Text for analysis
··········
Cutting Edge Companies: GT Advanced Technologies

By Kenneth Scott, CFA
From the Winter 2011 Edition of Values

While we hear often of the creative and inventive aspects of innovation—whether for an iPad or a robotic exoskeleton—it is worth a reminder that economics often drive an innovation’s market success. Merrimack, N.H.-based GT Advanced Technologies (ticker: GTAT) is a company that drives the increased affordability of two important alternative energy technologies—solar and LED—through the increased efficiency of the equipment it manufactures.

Solar. GT’s photovoltaic (PV) business segment manufactures equipment that produces polysilicon, the principal raw material in solar cells, and casts polycrystalline ingots, which are manufactured into PV wafers. GT is on its fifth generation of products, and efficiency is its main point of distinction among its peers. GT reports its most recent reactor is 50 percent more efficient than previous generation reactors, and GT is developing a reactor to improve energy efficiency by an additional 30 percent. Annually GT produces units with aggregate PV manufacturing capacity close to 1 gigawatt (GW), roughly equivalent to the power consumption of 1 million U.S. households. World solar demand was 16 GW in 2010, up nearly 80 percent over the previous year.

Sapphire/LED. GT also manufactures advanced sapphire crystal growth (ASF) systems that incorporate technology originally developed for its PV business. Sapphire crystals are critical to superior performance of blue and white LED, a technology that relies on electroluminescence to use significantly less energy in lighting and electronic devices. LED light bulbs use 85 percent less energy per watt than incandescent bulbs, and less energy than compact fluorescent lamps (CFLs) as well. LED bulbs reach full brightness instantly (unlike CFLs), have comparable lighting performance (softness or coolness) to incandescent bulbs, and reportedly last 20 years, but generally cost at least $20 per bulb. Thus, continuing to lower the initial cost of LED bulbs is key to improving consumer acceptance. GT entered the sapphire business in 2010, and delivered its first ASF system in May 2011. GT reports its crystal growth systems provide LED makers with sapphire production efficiency benefits of 30 percent relative to peers. GT is enabling larger sapphire wafer sizes (currently 6˝) with its next generation (8˝) in development.
··········
Task statement
Reproduce the GT Advanced Technologies profile above in full, word for word.

[Natural-language descriptions of regions]
··········
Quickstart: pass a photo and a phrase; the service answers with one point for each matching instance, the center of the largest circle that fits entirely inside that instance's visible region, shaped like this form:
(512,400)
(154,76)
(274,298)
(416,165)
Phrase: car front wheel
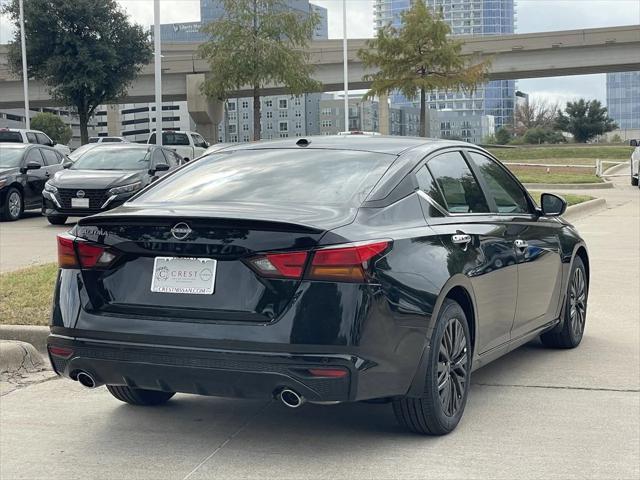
(13,205)
(440,408)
··········
Solution to this problem
Cutting Edge Companies: GT Advanced Technologies

By Kenneth Scott, CFA
From the Winter 2011 Edition of Values

While we hear often of the creative and inventive aspects of innovation—whether for an iPad or a robotic exoskeleton—it is worth a reminder that economics often drive an innovation’s market success. Merrimack, N.H.-based GT Advanced Technologies (ticker: GTAT) is a company that drives the increased affordability of two important alternative energy technologies—solar and LED—through the increased efficiency of the equipment it manufactures.

Solar. GT’s photovoltaic (PV) business segment manufactures equipment that produces polysilicon, the principal raw material in solar cells, and casts polycrystalline ingots, which are manufactured into PV wafers. GT is on its fifth generation of products, and efficiency is its main point of distinction among its peers. GT reports its most recent reactor is 50 percent more efficient than previous generation reactors, and GT is developing a reactor to improve energy efficiency by an additional 30 percent. Annually GT produces units with aggregate PV manufacturing capacity close to 1 gigawatt (GW), roughly equivalent to the power consumption of 1 million U.S. households. World solar demand was 16 GW in 2010, up nearly 80 percent over the previous year.

Sapphire/LED. GT also manufactures advanced sapphire crystal growth (ASF) systems that incorporate technology originally developed for its PV business. Sapphire crystals are critical to superior performance of blue and white LED, a technology that relies on electroluminescence to use significantly less energy in lighting and electronic devices. LED light bulbs use 85 percent less energy per watt than incandescent bulbs, and less energy than compact fluorescent lamps (CFLs) as well. LED bulbs reach full brightness instantly (unlike CFLs), have comparable lighting performance (softness or coolness) to incandescent bulbs, and reportedly last 20 years, but generally cost at least $20 per bulb. Thus, continuing to lower the initial cost of LED bulbs is key to improving consumer acceptance. GT entered the sapphire business in 2010, and delivered its first ASF system in May 2011. GT reports its crystal growth systems provide LED makers with sapphire production efficiency benefits of 30 percent relative to peers. GT is enabling larger sapphire wafer sizes (currently 6˝) with its next generation (8˝) in development.